- [Objective]:
Pick out every line in the entries below that contains the word "bird", and copy each of those lines unchanged.

- [Records provided]:
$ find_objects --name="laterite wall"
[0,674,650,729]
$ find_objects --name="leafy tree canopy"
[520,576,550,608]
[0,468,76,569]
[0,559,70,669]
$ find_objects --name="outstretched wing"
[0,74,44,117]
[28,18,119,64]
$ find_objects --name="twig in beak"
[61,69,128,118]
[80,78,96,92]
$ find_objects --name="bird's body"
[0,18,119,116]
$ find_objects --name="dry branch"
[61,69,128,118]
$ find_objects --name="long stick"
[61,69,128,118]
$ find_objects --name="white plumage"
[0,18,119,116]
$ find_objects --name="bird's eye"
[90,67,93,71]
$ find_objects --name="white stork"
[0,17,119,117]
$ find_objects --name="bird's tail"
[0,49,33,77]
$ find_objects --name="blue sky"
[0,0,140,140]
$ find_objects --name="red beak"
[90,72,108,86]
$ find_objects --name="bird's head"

==

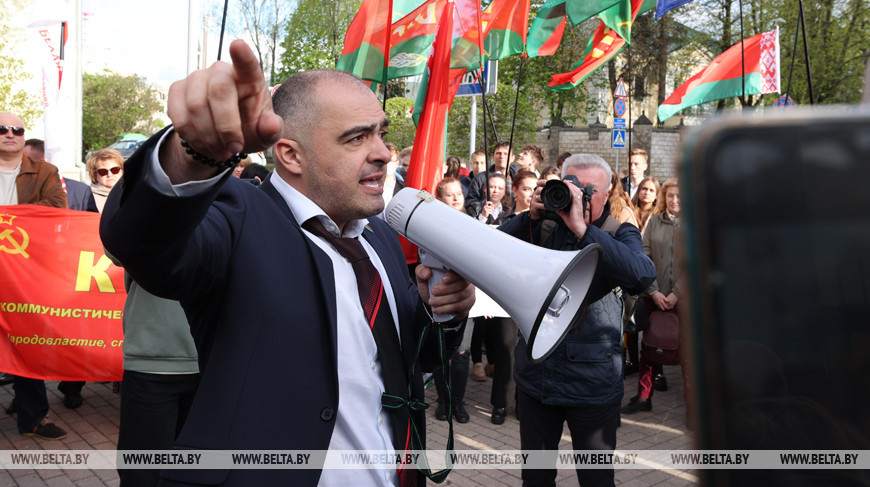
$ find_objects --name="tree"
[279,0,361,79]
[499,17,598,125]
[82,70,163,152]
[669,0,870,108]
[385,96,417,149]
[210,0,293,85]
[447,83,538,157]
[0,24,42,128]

--

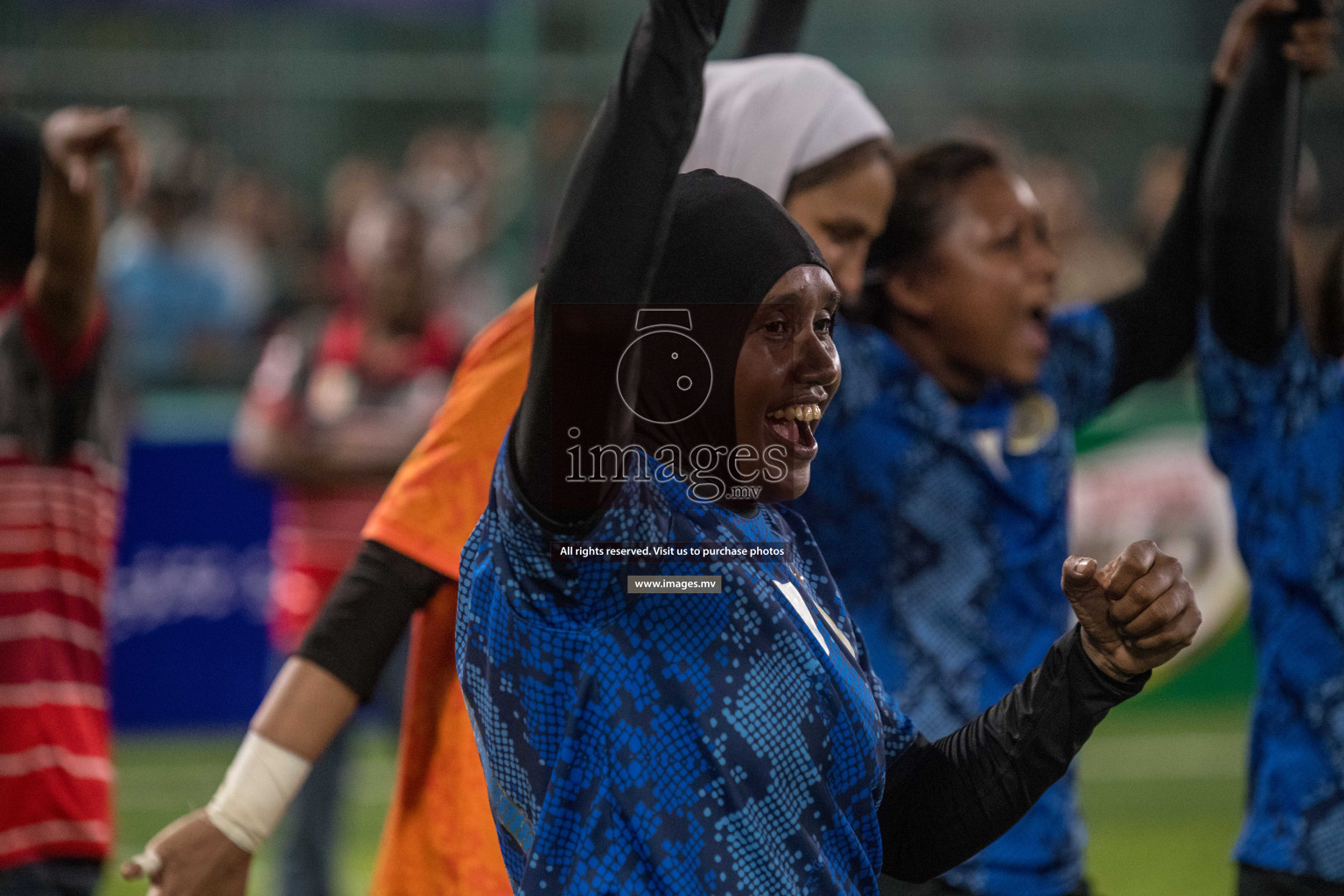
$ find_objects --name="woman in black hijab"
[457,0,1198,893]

- [Solution to this exercise]:
$ find_objects --name="bird's body"
$ find_objects --name="bird's eye"
$ find_objects --name="bird's tail"
$ find_objects --name="bird's head"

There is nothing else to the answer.